— TASK INSTRUCTIONS —
Copy every entry precisely.
— Start STORED DATA —
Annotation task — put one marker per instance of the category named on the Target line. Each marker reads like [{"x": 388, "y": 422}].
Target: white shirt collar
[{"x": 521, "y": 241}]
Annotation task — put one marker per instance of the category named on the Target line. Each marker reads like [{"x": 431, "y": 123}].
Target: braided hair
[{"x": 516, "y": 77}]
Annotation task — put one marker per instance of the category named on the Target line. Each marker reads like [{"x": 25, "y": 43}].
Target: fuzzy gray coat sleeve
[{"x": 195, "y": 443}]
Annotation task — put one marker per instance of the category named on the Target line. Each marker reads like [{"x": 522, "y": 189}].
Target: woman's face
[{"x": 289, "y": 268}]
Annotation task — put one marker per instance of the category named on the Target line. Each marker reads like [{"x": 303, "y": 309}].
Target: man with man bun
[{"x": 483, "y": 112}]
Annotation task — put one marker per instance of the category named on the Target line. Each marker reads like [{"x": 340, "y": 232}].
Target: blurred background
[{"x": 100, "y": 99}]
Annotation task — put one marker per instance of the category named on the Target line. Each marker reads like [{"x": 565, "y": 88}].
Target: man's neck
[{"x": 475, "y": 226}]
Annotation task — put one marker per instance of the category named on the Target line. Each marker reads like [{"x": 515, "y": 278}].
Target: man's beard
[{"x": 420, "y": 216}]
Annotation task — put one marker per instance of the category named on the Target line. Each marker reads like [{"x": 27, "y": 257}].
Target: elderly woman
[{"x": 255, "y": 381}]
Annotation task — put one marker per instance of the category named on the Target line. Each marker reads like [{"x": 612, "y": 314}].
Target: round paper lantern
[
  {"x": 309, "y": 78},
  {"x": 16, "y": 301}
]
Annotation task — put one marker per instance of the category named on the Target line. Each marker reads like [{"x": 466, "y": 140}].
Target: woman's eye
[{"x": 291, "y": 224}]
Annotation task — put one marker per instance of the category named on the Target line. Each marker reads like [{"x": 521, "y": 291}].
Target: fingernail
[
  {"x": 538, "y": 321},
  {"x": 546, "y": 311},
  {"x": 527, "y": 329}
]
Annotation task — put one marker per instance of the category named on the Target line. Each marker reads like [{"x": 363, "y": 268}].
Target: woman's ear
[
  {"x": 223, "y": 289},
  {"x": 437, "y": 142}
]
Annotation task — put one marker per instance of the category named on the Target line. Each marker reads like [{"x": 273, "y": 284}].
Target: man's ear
— End STORED DATA —
— TASK SOLUTION —
Annotation task — put one marker per instance of the category named on the Target line. Each marker reads like [{"x": 388, "y": 422}].
Target: white shirt collar
[{"x": 521, "y": 241}]
Annotation task — put one marker per instance of the category named on the Target line. Each marker reads like [{"x": 431, "y": 123}].
Target: braided hair
[{"x": 516, "y": 77}]
Annotation task — put one marker per instance of the category named on the Target line. Each marker reads like [{"x": 25, "y": 43}].
Target: fuzzy gray coat sleeve
[{"x": 195, "y": 443}]
Annotation task — put one marker per instance of the category named on the Target line. Each marker reads like [{"x": 522, "y": 189}].
Target: woman's face
[{"x": 289, "y": 268}]
Annotation task — put one marker per instance of the category named on the Target line. Each marker reads like [{"x": 303, "y": 309}].
Target: man with man bun
[{"x": 483, "y": 112}]
Annotation task — put one marker per instance of the category named on the Target line. Each marker reads like [{"x": 340, "y": 232}].
Target: blurred background
[{"x": 100, "y": 99}]
Annotation task — put one marker per instance of the category named on the Target line. Each marker reads like [{"x": 565, "y": 88}].
Target: man's neck
[{"x": 475, "y": 226}]
Annotation task — put one marker per instance of the category named on the Target line. Each marker reads like [{"x": 515, "y": 278}].
Target: man's beard
[{"x": 420, "y": 216}]
Annotation task — put one marker per instance of the category named on the Target line. Each marker reads like [{"x": 27, "y": 257}].
Target: elderly woman
[{"x": 255, "y": 381}]
Annotation task — put one marker per instance of the category named on the Target line. Each marker reads like [{"x": 612, "y": 314}].
Target: round paper lantern
[
  {"x": 309, "y": 78},
  {"x": 16, "y": 301}
]
Annotation task — put one marker per instance of the category named on the Target line. Each marker reads like [{"x": 466, "y": 140}].
Target: woman's eye
[{"x": 291, "y": 224}]
Annotation task — put one marker per instance of the category named on the Target line. Each marker reads like [{"x": 521, "y": 291}].
Target: fingernail
[
  {"x": 538, "y": 321},
  {"x": 546, "y": 311},
  {"x": 527, "y": 329}
]
Annotation task — put one marker per instance of the category named on the Target line. Each marker reads like [{"x": 363, "y": 268}].
Target: woman's ear
[
  {"x": 223, "y": 289},
  {"x": 437, "y": 142}
]
Annotation task — put one marker per instance of the category named on the Target line. Each marker reads like [{"x": 273, "y": 284}].
Target: man's ear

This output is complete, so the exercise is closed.